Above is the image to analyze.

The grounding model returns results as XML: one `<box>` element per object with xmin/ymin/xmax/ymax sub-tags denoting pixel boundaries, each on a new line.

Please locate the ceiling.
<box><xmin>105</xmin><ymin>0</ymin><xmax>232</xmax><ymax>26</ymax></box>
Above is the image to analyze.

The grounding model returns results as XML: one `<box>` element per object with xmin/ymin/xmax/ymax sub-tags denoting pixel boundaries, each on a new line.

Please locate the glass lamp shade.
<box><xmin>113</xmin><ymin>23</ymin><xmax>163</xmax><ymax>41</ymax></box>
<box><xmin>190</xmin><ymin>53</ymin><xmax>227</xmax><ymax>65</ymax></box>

● ● ●

Aim of the task
Exactly reproduce the lines from the one containing "Please locate the ceiling." through the end of the records, and only those lines.

Reply
Please locate the ceiling.
<box><xmin>105</xmin><ymin>0</ymin><xmax>232</xmax><ymax>26</ymax></box>
Above is the image to analyze.

The grounding model returns results as XML: one `<box>` element per object with xmin/ymin/xmax/ymax sub-tags denoting pixel boundaries, each on a new line.

Please locate the glass lamp shade.
<box><xmin>113</xmin><ymin>23</ymin><xmax>163</xmax><ymax>41</ymax></box>
<box><xmin>190</xmin><ymin>53</ymin><xmax>227</xmax><ymax>65</ymax></box>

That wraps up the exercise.